- **Exercise aim**
Reproduce exactly the lines from the one containing "Task: Where can the leafy" through the end of the listing, minus the pictures.

- **Provided entries**
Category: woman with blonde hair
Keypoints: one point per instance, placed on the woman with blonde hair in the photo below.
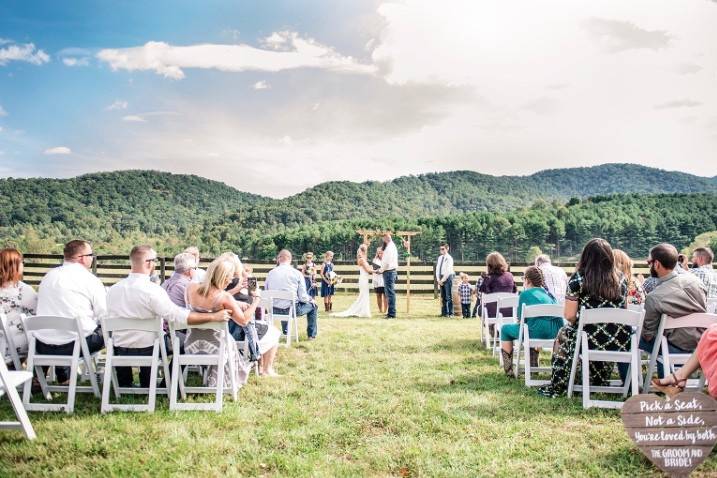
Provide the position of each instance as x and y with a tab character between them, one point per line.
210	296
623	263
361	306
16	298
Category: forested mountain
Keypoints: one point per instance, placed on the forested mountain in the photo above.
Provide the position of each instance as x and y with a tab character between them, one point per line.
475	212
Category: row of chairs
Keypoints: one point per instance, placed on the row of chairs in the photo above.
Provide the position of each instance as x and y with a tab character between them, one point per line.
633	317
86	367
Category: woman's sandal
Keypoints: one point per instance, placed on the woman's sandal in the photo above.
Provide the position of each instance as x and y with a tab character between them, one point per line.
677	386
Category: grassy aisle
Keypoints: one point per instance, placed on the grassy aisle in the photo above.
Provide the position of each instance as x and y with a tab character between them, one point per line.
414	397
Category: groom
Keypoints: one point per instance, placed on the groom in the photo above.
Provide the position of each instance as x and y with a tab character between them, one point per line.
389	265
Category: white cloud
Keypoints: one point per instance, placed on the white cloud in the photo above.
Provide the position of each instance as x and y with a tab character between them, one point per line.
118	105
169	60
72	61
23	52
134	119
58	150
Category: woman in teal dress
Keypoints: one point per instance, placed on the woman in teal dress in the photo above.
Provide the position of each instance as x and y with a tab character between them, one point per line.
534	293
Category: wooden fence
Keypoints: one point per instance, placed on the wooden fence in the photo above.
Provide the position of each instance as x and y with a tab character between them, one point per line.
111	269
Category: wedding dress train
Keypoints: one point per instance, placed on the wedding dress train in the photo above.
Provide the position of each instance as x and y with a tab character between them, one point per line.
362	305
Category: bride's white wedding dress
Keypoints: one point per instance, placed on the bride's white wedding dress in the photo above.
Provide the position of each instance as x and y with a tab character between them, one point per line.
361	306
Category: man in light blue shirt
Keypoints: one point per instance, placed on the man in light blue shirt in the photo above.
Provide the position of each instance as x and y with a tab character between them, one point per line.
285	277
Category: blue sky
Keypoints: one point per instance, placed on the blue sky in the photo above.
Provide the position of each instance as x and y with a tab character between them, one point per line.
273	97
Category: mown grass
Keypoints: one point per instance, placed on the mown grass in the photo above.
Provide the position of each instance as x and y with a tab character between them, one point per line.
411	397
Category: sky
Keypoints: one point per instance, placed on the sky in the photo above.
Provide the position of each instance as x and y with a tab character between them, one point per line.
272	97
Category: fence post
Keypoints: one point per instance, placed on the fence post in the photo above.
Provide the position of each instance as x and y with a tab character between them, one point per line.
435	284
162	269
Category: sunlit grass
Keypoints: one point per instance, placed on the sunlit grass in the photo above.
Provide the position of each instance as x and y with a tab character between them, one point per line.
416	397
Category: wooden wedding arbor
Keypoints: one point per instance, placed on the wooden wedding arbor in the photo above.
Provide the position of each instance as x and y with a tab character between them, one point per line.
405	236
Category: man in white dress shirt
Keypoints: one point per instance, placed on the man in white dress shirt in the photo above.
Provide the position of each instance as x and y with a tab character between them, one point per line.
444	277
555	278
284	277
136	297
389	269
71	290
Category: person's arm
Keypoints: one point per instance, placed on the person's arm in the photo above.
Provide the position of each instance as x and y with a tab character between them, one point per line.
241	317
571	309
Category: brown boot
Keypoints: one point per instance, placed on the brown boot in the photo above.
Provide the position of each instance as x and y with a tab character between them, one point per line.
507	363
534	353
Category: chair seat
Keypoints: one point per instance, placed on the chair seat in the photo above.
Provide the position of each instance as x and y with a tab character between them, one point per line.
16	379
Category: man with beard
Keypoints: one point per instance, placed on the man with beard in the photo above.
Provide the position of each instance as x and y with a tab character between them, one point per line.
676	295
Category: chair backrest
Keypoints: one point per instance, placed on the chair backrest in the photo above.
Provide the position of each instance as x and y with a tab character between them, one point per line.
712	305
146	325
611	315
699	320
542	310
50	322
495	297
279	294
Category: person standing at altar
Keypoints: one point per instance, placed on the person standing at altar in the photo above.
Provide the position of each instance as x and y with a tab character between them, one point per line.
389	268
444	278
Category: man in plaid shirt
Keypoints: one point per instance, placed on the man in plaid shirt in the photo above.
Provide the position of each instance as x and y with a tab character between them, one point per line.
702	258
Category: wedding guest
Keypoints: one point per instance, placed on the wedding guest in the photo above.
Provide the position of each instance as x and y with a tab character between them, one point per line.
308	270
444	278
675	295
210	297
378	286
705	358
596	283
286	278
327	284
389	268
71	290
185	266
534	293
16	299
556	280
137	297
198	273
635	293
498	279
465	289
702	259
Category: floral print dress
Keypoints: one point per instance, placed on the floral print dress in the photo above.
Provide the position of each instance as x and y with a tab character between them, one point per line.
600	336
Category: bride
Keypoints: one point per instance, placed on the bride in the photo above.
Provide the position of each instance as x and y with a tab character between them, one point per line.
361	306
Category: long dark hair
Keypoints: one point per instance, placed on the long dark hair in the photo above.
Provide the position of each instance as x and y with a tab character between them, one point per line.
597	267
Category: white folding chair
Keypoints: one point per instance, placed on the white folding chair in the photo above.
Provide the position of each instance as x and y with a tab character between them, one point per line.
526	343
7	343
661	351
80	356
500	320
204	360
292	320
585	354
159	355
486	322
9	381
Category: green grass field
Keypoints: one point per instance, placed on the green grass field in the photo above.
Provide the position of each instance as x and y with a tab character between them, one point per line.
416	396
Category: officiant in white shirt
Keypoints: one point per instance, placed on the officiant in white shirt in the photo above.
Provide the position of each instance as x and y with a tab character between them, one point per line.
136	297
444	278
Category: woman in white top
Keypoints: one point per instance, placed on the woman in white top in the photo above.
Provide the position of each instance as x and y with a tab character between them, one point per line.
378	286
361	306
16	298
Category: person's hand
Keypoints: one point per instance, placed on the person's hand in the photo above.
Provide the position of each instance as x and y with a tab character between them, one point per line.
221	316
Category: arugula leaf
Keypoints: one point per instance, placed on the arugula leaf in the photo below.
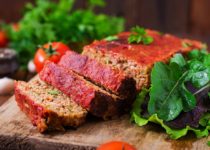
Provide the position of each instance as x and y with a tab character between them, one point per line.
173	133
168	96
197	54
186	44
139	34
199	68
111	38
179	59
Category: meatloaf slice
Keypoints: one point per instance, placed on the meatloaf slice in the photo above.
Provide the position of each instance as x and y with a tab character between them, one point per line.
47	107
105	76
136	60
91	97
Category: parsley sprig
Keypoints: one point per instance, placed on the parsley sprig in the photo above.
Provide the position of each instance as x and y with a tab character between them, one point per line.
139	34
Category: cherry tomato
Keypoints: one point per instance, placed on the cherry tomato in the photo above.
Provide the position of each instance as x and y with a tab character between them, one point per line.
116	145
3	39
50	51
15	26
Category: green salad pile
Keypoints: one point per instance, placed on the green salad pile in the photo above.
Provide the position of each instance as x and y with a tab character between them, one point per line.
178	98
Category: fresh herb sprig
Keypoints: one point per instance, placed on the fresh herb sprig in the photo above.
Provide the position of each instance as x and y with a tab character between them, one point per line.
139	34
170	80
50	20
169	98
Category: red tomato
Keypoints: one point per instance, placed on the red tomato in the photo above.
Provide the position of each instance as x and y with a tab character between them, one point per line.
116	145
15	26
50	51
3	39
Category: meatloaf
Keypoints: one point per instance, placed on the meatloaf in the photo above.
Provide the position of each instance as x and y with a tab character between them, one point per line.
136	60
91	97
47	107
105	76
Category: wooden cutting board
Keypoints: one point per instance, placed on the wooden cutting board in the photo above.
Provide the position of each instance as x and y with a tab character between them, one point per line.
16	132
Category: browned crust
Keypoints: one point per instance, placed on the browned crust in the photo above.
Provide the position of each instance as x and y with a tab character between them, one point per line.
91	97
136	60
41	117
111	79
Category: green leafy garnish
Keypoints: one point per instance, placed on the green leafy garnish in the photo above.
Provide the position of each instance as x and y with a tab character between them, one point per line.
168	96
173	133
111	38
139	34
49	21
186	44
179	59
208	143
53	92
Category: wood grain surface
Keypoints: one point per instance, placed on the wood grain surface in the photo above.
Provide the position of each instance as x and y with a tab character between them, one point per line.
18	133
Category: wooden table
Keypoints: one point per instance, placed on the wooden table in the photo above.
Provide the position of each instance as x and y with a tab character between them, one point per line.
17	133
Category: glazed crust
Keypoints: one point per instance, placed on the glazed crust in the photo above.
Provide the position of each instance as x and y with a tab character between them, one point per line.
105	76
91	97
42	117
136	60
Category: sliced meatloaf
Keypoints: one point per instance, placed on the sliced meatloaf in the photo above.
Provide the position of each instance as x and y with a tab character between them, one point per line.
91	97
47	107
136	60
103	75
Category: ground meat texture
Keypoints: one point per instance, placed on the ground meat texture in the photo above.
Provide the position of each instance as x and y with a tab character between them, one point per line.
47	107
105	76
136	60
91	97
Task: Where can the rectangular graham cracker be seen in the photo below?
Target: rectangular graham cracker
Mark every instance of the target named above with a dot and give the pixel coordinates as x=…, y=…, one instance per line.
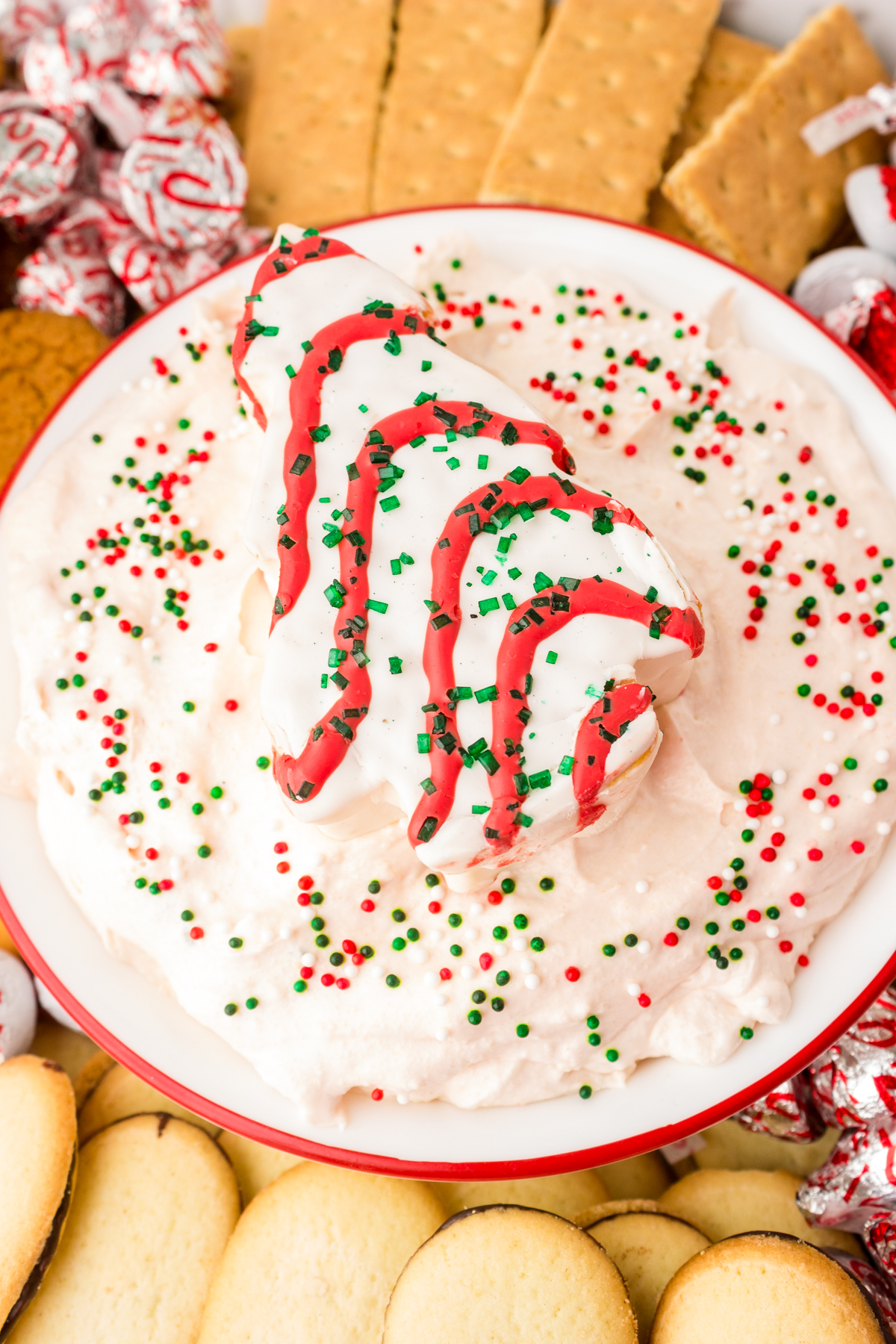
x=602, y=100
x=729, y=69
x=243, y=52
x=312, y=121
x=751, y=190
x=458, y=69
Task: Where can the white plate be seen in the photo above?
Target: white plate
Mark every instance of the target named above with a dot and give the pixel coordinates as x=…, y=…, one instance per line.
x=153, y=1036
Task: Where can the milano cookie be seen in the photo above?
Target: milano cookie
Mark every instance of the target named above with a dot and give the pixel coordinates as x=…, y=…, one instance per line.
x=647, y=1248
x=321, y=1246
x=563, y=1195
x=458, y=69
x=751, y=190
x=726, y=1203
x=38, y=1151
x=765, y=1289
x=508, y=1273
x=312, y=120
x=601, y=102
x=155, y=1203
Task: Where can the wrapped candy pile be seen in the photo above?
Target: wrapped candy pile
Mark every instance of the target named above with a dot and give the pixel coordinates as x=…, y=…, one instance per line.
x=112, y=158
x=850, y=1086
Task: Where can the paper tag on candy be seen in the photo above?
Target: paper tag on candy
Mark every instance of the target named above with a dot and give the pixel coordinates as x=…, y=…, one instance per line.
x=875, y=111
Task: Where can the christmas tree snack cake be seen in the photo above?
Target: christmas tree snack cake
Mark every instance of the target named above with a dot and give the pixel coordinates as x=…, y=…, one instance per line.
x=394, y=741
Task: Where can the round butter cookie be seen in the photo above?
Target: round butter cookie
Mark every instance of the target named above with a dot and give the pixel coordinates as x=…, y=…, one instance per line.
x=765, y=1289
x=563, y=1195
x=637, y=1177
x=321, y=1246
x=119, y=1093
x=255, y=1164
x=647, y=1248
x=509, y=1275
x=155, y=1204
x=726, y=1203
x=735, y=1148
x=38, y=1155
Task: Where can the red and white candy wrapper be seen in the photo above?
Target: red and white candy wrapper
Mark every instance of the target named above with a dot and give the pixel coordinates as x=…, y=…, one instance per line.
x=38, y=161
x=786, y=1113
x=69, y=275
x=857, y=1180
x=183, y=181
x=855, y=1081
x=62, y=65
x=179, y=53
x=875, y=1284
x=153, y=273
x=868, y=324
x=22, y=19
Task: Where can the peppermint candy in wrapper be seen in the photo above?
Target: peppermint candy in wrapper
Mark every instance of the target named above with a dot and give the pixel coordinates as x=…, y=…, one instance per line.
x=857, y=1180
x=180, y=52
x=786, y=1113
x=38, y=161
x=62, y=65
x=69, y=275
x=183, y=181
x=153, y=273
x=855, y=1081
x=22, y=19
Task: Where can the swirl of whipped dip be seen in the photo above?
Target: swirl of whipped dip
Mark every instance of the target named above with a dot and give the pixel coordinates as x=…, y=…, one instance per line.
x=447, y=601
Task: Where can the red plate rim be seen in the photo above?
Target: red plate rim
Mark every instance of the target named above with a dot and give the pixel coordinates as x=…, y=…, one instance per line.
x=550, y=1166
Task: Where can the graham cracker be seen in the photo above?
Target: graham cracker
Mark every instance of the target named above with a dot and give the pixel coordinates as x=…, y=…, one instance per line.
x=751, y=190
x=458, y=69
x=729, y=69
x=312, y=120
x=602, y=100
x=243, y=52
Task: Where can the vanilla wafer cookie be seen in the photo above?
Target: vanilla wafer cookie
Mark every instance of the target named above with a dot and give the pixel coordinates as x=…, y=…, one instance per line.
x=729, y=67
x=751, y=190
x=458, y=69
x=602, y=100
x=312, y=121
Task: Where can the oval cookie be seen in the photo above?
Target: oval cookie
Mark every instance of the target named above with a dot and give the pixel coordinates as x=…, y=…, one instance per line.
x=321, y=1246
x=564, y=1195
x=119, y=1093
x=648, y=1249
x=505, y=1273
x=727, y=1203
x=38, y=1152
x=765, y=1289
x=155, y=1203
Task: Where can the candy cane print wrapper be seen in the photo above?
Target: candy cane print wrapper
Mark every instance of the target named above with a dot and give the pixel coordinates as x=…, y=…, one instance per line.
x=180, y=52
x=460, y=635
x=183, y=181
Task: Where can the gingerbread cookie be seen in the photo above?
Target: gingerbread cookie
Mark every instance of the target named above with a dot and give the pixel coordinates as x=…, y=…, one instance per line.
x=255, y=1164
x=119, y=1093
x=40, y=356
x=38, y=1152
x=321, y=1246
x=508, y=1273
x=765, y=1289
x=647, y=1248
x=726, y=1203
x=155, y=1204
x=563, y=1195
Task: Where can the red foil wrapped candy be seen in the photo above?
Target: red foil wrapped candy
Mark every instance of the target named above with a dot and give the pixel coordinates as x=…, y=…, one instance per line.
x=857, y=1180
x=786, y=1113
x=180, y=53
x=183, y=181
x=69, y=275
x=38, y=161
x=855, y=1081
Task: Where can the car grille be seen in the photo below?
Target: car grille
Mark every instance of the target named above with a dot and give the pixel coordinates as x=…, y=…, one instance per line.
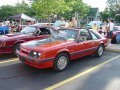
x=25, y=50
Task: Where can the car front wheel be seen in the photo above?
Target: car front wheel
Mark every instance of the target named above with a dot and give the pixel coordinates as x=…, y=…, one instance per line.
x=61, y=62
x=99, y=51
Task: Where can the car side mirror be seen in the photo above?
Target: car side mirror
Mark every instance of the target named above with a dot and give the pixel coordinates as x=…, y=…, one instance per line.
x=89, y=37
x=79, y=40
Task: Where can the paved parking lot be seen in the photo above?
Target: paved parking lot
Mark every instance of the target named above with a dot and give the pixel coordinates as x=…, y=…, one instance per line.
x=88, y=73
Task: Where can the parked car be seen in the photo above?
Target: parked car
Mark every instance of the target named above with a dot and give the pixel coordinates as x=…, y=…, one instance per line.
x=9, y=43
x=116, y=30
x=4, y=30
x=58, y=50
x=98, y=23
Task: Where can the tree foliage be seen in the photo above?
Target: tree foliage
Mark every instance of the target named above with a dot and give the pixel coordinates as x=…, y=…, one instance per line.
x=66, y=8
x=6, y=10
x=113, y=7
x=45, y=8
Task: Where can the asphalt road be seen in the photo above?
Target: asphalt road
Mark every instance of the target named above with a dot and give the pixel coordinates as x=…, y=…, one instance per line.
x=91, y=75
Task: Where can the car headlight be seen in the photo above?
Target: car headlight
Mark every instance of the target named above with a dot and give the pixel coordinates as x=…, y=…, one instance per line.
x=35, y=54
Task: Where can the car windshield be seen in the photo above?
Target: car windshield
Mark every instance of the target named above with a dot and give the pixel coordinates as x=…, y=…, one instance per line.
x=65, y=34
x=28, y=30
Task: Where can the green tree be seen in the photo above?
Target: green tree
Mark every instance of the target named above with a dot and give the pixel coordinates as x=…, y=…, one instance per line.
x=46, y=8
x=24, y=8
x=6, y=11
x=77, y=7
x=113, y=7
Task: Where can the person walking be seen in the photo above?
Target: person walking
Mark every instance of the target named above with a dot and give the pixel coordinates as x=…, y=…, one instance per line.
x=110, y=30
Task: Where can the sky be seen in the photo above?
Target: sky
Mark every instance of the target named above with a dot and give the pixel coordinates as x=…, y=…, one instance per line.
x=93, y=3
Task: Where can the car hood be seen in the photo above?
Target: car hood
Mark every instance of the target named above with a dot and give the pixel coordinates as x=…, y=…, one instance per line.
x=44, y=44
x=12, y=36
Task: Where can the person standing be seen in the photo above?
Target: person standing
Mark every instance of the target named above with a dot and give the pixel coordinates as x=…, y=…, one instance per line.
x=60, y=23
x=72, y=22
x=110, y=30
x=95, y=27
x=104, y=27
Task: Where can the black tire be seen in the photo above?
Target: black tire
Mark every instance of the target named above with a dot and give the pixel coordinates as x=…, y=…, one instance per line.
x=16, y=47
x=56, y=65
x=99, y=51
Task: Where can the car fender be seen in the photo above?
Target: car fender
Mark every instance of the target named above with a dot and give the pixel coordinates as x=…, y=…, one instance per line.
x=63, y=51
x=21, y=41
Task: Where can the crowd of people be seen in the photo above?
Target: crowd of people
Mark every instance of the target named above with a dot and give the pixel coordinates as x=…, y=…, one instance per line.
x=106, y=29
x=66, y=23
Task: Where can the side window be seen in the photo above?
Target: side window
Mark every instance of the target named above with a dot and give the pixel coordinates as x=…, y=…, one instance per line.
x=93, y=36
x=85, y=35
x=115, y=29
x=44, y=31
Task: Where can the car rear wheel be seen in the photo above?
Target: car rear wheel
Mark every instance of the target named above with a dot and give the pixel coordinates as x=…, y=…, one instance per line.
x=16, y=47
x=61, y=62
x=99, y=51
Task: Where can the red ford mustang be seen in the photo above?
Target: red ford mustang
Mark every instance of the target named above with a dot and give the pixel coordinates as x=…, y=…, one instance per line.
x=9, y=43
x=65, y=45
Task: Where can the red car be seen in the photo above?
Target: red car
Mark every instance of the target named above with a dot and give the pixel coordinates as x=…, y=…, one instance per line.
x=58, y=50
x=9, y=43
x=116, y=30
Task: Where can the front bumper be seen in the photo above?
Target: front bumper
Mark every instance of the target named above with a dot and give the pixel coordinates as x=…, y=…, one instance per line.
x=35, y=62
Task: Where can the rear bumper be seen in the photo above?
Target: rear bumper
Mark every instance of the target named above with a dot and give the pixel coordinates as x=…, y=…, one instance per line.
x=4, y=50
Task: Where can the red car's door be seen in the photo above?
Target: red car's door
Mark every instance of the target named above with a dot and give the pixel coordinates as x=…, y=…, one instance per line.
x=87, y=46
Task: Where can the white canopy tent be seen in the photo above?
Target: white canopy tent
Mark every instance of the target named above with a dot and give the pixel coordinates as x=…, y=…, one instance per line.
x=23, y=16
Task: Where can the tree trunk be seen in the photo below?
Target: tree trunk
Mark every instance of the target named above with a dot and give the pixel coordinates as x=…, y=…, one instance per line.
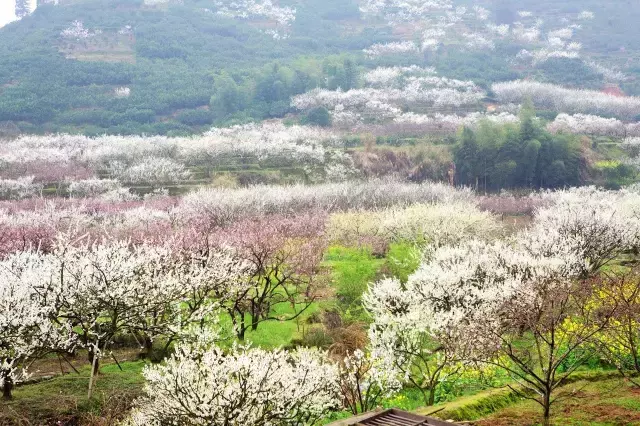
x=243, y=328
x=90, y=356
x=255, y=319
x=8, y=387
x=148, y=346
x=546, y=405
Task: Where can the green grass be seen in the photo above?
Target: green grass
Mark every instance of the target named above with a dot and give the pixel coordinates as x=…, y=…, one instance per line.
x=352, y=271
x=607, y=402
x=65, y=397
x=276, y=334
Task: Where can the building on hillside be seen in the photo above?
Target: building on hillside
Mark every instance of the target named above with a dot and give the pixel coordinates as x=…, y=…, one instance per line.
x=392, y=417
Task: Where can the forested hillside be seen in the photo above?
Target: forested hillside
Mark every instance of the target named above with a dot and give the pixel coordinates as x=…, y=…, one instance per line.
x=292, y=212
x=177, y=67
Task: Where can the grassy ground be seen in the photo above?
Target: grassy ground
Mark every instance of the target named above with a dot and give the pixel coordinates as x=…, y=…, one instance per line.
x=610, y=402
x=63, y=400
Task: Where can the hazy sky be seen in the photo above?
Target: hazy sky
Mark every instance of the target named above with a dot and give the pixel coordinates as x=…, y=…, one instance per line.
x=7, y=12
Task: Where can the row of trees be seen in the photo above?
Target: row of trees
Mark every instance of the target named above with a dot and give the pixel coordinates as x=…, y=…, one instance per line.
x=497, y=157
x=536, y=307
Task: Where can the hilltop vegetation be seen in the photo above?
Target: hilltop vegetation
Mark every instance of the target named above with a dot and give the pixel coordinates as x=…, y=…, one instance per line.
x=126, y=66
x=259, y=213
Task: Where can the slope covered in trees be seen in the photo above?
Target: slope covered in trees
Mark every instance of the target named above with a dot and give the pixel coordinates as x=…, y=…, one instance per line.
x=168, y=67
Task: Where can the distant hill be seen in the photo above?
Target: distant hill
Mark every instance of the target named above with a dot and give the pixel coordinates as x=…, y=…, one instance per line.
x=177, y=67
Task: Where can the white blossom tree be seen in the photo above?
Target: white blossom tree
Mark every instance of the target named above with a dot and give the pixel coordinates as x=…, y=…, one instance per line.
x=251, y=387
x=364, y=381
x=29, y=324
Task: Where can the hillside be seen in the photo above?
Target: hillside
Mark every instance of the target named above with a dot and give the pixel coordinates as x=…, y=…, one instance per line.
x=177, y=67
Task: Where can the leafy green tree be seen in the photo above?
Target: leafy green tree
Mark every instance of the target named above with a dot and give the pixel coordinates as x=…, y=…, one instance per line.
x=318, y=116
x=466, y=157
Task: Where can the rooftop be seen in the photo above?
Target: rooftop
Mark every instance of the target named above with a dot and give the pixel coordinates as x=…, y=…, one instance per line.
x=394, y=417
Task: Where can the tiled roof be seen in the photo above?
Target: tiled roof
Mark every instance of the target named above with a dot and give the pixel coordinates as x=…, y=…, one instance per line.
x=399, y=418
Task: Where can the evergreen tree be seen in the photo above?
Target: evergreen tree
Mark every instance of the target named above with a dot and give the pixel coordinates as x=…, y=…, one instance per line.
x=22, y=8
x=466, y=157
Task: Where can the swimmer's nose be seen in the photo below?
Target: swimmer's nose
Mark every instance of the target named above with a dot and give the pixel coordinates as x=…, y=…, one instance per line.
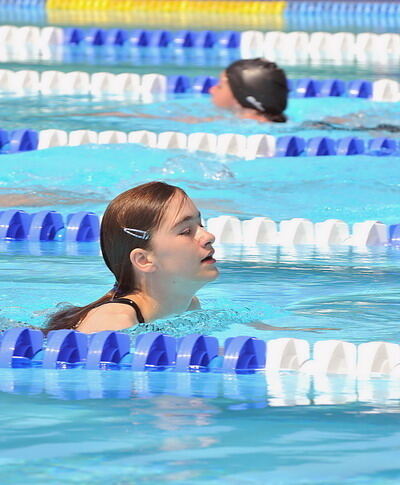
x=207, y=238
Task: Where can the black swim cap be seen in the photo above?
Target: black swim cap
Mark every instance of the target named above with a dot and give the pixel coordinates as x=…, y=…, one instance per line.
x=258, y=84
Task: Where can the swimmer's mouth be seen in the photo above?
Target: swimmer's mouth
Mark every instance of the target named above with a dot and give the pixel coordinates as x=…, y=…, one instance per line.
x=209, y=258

- **Exercise solution**
Task: Where can the leafy green tree be seen in the photo above?
Target: leafy green tree
Mark every instance of the target named above with a dot and give the pixel coordinates as x=…, y=…, one instance per line.
x=318, y=116
x=466, y=157
Task: Where can the rooftop be seen in the photo above?
Target: rooftop
Mark every instance of the target named above with a dot and give the pixel coordinates as x=…, y=…, one instance per line.
x=394, y=417
Task: Where can the tiled roof be seen in the photo above?
Target: tiled roof
Mark every instance of the target named above with a dot and give the pixel coordinates as x=…, y=…, one instance per line.
x=399, y=418
Task: Where can the evergreen tree be seen in the photo above?
Target: evergreen tree
Mark every instance of the target named above with a dot and give the pixel coordinates as x=…, y=…, one instance per line.
x=22, y=8
x=466, y=157
Task: Where can the swimmer's nose be seen in the photo below?
Target: swimmer's nose
Mark every instance of the target named above with a dot and give the pixel coordinates as x=…, y=…, one instance per line.
x=207, y=238
Task: Where can the black swim cap be seen in the photo above?
Target: black swim cap
Mark every instance of the target named above with a dot and give the pixel coordinates as x=…, y=…, one instance per line.
x=258, y=84
Task: Where can the swimmer's mouth be seen in the photo above?
Target: swimmer's mouth
Mark every instance of the target named above with a dot and give the pixel coordinates as x=…, y=…, one instance per line.
x=209, y=258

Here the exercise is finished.